CONSIGNE DE TRAVAIL 1:
Répondez à ces questions sur l'article consacré à l'uniformisation des espèces :
(a) Dans quel pays l'arganier pousse-t-il exclusivement ?
(b) Dans quelle revue l'étude internationale a-t-elle été publiée ?
(c) Quelle fonction Tim Newbold occupe-t-il, et où ?
CONSIGNE DE TRAVAIL 2: Reproduisez fidèlement le passage de l'article sur l'uniformisation des espèces qui commence par « Ce n’est pas » et se termine par « et y prospèrent. ».

TEXTE À LIRE:
.....
Une femme nourrit un pigeon dans un parc de Minsk, en Biélorussie, le 16 mai. / VASILY FEDOSENKO / REUTERS

Des plantes et des bêtes qui ne se ressemblent pas, voilà ce qui fait la richesse et la singularité des contrées qui parsèment le monde. Le kiwi d’Okarito, par exemple, ne gambade qu’en Nouvelle-Zélande. L’okapi est endémique de République démocratique du Congo. L’arganier ne pousse qu’au Maroc. Et pour apercevoir un discoglosse de Montalent – une espèce d’amphibien – ou une nivéole à feuilles longues, c’est en Corse qu’il faut se rendre.

Mais ces spécificités locales pourraient s’estomper à mesure que l’homme transforme les habitats naturels en surfaces agricoles et en zones urbaines. Avec, à la clé, une uniformisation des espèces animales et végétales autour du globe.

Ce n’est pas qu’une hypothèse : le processus est déjà bien engagé. Une étude internationale, publiée mardi 4 décembre dans la revue Plos Biology, révèle que les espèces largement répandues, qui s’adaptent bien à tous types de milieux, tirent parti des habitats modifiés par l’homme et y prospèrent.

Plus d’impact aux tropiques

C’est le cas par exemple du pigeon, du faucon pèlerin, du moineau domestique, de la souris grise ou du rat des champs : on les retrouve partout car ils se sont particulièrement à l’aise dans ces nouveaux habitats, souligne Tim Newbold, écologue au University College London et premier auteur de l’étude.
.....
EXTRAITS DE DONNÉES:

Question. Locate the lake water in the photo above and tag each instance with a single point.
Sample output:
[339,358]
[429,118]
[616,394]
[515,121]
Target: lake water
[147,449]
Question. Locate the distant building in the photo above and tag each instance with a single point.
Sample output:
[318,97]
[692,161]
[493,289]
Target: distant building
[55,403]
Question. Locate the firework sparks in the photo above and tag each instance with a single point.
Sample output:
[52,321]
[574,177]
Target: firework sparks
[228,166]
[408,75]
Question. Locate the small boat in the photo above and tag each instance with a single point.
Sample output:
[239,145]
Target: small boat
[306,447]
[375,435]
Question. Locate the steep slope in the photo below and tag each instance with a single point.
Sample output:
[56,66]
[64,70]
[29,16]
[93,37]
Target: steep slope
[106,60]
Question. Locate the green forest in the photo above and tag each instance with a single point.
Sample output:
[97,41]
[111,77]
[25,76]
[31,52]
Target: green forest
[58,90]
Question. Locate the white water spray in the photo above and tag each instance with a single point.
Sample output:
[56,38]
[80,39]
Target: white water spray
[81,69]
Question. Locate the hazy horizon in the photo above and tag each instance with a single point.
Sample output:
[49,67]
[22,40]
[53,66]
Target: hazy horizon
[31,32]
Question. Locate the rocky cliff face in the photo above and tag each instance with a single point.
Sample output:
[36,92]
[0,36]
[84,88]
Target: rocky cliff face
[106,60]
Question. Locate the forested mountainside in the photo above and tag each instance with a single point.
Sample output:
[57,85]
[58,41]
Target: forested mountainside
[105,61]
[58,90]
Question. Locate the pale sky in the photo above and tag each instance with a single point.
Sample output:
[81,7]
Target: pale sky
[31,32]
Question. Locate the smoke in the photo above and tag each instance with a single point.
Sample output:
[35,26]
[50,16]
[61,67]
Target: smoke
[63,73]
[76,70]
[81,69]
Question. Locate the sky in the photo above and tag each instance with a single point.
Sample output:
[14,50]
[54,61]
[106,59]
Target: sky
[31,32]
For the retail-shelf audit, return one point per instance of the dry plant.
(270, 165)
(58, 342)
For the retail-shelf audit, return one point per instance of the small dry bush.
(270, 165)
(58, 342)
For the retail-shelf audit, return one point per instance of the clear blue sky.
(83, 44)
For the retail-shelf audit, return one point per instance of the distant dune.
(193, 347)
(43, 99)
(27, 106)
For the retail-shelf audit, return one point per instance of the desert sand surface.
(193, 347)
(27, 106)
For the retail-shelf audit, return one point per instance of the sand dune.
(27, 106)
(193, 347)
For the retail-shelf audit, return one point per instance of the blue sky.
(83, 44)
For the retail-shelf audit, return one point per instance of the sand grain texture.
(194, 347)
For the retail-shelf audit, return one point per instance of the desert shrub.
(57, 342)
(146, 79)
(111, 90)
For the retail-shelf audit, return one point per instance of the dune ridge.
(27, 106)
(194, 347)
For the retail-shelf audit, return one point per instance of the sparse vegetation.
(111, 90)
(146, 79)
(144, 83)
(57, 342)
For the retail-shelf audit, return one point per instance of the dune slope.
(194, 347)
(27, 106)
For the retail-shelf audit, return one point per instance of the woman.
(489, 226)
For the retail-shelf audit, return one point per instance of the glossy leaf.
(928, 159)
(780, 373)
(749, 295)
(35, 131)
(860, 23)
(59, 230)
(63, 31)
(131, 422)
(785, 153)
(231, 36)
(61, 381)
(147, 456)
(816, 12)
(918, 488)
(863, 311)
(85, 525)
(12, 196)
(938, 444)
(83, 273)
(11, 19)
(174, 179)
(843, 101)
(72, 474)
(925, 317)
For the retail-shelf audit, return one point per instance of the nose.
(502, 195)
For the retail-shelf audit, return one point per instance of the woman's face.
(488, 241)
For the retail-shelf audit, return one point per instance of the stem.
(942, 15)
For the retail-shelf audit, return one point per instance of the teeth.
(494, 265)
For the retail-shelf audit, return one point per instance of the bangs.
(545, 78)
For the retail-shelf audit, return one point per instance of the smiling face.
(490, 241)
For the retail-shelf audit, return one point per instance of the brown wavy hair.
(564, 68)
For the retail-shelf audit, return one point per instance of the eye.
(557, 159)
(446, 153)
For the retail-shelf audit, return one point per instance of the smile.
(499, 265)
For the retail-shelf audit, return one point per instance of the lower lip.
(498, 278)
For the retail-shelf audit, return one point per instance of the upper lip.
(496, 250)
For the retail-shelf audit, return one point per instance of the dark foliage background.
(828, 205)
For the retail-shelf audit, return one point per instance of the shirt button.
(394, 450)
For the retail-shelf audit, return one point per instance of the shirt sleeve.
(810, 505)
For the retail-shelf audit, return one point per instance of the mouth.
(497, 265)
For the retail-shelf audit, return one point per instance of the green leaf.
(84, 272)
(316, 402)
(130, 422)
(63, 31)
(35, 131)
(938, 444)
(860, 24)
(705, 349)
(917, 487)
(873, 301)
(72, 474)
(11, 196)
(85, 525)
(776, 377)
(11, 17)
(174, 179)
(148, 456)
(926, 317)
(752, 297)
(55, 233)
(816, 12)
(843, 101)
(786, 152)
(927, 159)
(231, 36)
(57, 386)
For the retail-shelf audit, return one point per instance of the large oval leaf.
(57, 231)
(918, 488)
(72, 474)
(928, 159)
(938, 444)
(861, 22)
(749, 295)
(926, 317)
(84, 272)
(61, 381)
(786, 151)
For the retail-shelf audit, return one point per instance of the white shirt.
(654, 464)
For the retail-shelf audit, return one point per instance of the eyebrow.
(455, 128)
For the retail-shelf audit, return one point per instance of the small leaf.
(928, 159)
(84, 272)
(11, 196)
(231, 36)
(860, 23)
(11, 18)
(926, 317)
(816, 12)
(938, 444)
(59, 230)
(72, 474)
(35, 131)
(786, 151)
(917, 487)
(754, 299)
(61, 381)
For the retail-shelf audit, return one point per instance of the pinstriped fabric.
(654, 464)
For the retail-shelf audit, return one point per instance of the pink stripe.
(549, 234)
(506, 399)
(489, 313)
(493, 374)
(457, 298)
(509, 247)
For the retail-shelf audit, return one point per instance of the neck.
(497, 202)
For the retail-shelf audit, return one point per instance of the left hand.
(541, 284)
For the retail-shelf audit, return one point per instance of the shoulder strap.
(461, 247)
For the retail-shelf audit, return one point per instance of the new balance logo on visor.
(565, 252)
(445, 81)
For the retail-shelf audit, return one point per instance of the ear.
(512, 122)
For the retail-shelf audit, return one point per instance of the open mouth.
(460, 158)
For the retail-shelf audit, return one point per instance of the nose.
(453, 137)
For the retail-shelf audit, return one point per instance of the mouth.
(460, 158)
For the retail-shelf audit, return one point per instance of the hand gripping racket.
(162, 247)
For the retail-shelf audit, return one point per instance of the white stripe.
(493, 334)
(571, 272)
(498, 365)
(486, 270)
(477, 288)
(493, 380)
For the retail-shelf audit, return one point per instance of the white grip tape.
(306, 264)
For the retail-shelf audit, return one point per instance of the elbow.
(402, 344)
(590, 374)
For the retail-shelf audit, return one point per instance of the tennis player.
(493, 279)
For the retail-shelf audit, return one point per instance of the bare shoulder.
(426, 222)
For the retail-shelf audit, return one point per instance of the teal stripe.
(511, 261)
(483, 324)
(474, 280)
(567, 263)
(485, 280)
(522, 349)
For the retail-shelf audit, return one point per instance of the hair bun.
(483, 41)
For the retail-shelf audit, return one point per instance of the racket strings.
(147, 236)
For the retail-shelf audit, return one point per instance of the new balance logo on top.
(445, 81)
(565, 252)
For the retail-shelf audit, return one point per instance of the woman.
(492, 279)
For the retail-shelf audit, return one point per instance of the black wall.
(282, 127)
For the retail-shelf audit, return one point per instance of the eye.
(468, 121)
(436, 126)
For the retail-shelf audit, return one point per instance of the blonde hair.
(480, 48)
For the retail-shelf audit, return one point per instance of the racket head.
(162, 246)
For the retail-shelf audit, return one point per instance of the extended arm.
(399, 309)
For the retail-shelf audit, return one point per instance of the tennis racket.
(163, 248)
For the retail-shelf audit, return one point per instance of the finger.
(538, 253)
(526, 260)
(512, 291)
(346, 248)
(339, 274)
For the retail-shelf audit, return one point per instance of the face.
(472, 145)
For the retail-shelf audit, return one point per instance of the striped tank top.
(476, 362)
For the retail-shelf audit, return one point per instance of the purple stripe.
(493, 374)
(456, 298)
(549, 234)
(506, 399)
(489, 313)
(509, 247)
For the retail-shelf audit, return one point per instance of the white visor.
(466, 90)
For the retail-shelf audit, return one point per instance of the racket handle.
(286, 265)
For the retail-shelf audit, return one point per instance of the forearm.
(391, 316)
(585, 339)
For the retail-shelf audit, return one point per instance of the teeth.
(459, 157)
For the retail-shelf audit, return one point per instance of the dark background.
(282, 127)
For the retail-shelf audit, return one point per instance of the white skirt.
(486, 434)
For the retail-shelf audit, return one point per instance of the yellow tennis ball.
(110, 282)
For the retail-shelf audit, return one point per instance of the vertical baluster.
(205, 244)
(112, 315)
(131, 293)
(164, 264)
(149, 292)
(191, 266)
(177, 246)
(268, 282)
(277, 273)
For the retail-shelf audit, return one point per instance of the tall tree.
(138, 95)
.....
RÉSULTAT OBTENU 1:
(a) Au Maroc.
(b) Dans la revue Plos Biology.
(c) Il est écologue au University College London.

RÉSULTAT OBTENU 2:
Ce n’est pas qu’une hypothèse : le processus est déjà bien engagé. Une étude internationale, publiée mardi 4 décembre dans la revue Plos Biology, révèle que les espèces largement répandues, qui s’adaptent bien à tous types de milieux, tirent parti des habitats modifiés par l’homme et y prospèrent.